> What is needed: Pull every line from the listing below that contains the string "building" and copy each one in full. Matching is case-sensitive.

> Records provided:
# # #

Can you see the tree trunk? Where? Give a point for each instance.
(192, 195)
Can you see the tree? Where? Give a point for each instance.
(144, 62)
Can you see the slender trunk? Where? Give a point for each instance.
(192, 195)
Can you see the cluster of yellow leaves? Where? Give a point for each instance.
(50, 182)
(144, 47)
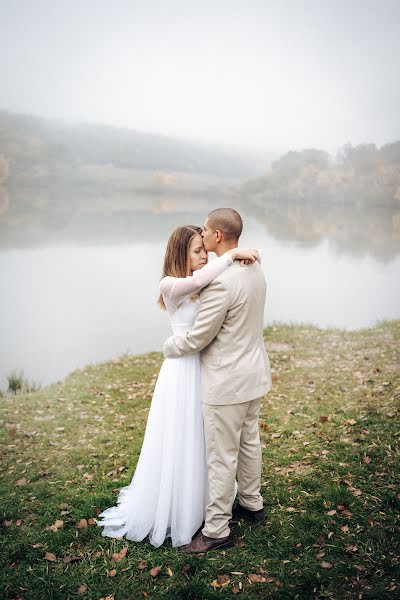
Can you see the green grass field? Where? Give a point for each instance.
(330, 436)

# # #

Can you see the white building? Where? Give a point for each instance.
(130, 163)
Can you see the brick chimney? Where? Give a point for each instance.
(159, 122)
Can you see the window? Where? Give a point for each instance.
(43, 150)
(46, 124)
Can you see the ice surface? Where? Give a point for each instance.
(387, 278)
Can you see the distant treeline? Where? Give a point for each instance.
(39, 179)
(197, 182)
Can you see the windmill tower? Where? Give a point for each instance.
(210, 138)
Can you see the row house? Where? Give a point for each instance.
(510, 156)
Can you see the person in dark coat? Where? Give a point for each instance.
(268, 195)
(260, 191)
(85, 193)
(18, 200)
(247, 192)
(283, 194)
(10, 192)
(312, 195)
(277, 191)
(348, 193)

# # #

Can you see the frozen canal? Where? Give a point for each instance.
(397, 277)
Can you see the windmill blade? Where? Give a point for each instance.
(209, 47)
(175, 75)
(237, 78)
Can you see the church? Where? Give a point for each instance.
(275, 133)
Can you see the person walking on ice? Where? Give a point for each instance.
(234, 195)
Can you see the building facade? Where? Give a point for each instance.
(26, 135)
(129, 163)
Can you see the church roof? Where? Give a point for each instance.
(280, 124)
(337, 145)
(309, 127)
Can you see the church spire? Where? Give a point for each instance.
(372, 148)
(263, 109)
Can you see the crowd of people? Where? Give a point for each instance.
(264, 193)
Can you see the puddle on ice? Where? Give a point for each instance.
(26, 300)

# # #

> Result below:
Can you see the white building? Where? Give a point for each instance.
Can you see the building facade? Where? Give a point for each instance.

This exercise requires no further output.